> _TASK PROMPT_:
Starting with the line that contains "hatch in the image above.", write out each line through the end of the listing, unchanged. Output nothing else.

(Collection entries)
+++

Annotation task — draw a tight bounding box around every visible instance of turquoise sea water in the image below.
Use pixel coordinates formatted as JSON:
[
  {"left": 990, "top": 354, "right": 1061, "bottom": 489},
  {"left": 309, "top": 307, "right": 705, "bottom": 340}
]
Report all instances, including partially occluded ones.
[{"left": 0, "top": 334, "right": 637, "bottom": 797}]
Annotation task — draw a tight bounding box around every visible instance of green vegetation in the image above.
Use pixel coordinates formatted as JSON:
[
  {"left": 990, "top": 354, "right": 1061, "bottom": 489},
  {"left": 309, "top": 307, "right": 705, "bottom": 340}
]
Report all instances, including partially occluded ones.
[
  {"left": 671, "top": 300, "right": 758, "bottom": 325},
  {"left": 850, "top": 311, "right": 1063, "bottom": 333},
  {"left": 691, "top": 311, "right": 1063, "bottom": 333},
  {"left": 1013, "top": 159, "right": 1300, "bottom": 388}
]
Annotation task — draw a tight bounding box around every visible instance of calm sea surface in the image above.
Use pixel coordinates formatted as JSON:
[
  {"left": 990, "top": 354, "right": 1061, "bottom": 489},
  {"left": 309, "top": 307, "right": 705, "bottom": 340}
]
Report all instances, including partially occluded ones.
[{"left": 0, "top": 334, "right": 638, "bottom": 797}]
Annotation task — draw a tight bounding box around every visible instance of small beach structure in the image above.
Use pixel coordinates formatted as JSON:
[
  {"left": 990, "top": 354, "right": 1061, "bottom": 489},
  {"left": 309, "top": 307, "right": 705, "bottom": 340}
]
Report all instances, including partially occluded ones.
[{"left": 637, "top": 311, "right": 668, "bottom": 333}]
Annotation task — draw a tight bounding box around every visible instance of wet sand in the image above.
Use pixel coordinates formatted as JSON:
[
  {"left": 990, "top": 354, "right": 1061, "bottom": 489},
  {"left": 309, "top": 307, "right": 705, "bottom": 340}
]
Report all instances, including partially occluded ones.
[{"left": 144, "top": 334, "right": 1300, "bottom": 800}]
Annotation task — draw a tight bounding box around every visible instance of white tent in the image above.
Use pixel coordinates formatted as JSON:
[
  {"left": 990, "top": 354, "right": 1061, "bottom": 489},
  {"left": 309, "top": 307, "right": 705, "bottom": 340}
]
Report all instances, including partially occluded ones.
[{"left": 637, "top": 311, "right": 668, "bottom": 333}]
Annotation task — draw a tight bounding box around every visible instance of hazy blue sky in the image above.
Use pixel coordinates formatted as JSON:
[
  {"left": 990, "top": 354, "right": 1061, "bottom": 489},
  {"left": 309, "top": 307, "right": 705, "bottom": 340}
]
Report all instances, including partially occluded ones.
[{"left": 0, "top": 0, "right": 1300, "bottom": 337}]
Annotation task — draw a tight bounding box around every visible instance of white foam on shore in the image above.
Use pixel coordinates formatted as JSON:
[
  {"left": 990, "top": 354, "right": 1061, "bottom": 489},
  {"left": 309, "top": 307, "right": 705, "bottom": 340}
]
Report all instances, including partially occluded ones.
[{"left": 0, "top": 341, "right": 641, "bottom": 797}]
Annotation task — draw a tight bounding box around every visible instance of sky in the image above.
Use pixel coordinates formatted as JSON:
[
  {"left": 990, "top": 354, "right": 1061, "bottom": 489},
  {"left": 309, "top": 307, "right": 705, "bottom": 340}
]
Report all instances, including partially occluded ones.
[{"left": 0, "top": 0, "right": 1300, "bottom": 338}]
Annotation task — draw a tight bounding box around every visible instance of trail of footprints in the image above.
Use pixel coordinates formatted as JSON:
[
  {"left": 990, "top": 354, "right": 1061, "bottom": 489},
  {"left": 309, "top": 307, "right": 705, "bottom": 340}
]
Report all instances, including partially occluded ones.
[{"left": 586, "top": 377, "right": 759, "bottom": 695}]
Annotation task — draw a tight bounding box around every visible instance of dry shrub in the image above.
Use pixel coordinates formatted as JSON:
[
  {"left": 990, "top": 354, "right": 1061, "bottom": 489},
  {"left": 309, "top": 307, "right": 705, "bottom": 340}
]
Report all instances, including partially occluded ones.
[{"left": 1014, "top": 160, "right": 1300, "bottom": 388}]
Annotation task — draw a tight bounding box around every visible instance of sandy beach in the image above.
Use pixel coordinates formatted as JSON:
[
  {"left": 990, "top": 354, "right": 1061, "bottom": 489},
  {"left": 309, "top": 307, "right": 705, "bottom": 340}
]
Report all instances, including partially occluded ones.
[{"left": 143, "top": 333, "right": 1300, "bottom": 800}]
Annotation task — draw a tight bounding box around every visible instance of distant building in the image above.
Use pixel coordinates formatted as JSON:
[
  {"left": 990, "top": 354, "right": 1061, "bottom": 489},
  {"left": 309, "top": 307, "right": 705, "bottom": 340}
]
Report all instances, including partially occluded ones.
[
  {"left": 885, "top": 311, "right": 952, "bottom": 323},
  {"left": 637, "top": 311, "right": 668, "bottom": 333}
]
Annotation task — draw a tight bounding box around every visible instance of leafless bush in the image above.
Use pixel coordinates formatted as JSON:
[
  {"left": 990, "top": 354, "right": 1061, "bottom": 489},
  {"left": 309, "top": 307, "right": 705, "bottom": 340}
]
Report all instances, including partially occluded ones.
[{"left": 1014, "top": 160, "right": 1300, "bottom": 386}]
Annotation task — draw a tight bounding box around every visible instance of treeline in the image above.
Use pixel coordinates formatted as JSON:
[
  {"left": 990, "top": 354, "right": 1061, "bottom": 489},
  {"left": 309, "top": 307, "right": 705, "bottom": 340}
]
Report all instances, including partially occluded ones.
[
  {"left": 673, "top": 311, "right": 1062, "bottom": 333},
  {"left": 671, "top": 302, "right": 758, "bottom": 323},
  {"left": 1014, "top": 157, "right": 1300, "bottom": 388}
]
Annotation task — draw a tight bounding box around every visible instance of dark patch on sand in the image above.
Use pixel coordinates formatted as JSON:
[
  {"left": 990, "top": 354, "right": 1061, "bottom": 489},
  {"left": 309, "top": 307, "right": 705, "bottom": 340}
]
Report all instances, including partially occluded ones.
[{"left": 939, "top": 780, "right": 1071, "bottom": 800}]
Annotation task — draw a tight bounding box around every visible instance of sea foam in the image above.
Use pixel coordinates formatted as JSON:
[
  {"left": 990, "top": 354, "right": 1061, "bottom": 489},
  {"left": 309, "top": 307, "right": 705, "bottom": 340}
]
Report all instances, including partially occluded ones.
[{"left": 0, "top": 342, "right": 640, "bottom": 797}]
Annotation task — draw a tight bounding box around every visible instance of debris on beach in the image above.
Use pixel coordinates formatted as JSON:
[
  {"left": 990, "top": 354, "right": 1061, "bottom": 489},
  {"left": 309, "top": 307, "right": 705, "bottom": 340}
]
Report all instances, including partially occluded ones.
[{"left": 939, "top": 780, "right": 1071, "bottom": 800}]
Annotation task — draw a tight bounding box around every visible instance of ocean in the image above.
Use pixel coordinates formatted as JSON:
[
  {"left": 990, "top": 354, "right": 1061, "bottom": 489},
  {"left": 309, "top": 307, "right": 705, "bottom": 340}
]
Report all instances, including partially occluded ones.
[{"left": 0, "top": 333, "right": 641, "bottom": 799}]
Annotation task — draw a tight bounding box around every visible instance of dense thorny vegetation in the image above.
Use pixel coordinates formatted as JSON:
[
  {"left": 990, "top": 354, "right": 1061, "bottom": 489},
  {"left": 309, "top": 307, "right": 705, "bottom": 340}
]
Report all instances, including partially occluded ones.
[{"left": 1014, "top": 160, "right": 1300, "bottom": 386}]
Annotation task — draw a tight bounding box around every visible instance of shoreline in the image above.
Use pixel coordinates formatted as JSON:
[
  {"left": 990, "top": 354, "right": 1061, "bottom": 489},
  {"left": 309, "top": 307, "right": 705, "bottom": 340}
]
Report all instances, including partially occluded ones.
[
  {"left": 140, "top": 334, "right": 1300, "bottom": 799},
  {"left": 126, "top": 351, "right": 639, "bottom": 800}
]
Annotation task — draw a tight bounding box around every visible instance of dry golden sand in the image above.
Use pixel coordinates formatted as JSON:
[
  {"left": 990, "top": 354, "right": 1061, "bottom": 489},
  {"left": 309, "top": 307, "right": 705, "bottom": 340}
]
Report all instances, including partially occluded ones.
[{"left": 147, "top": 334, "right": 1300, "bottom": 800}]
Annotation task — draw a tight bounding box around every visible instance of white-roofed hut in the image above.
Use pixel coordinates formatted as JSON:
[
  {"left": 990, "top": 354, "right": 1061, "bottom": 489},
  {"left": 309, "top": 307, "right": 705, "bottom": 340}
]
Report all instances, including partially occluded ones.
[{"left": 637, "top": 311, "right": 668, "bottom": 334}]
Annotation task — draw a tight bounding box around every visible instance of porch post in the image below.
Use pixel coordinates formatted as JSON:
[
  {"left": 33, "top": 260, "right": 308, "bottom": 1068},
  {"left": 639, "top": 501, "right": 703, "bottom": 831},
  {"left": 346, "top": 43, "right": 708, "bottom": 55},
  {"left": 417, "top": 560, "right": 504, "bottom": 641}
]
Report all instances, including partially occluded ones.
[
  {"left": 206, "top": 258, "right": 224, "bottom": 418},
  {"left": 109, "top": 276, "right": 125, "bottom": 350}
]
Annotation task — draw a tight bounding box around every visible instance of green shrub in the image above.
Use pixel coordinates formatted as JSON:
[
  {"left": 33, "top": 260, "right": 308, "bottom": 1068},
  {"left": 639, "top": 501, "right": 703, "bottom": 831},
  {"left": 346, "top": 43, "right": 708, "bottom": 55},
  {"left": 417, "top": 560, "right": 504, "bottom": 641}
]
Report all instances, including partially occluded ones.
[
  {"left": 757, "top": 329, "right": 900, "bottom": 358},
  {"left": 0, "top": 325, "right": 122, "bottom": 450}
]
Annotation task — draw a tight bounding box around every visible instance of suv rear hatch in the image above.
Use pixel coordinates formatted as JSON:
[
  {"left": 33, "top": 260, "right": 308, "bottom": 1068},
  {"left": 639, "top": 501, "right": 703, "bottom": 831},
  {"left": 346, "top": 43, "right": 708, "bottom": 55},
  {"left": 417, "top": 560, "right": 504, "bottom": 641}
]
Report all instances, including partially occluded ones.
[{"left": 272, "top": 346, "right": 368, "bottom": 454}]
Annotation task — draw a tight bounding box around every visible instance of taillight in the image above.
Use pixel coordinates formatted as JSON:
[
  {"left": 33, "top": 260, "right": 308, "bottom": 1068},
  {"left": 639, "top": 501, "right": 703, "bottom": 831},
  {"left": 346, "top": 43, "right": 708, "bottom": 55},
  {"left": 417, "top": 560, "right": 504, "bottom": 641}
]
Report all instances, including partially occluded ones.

+++

> _CORRECT ANSWER_:
Annotation task — draw a tight bounding box around every visible instance of suv rear hatch in the image above.
Use pixel coordinates formatted as JSON:
[
  {"left": 33, "top": 260, "right": 308, "bottom": 1068},
  {"left": 639, "top": 501, "right": 703, "bottom": 831},
  {"left": 346, "top": 43, "right": 708, "bottom": 55},
  {"left": 417, "top": 560, "right": 504, "bottom": 641}
]
Report all instances, including partially occluded ones.
[{"left": 272, "top": 346, "right": 368, "bottom": 454}]
Annotation task — draw a tight bounding box around every visible instance of taillight in the image above.
Use pixel coordinates formatted as JSON:
[
  {"left": 33, "top": 260, "right": 308, "bottom": 1068},
  {"left": 639, "top": 501, "right": 703, "bottom": 831},
  {"left": 346, "top": 43, "right": 708, "bottom": 55},
  {"left": 417, "top": 560, "right": 504, "bottom": 641}
]
Report all instances, including partially occluded ones.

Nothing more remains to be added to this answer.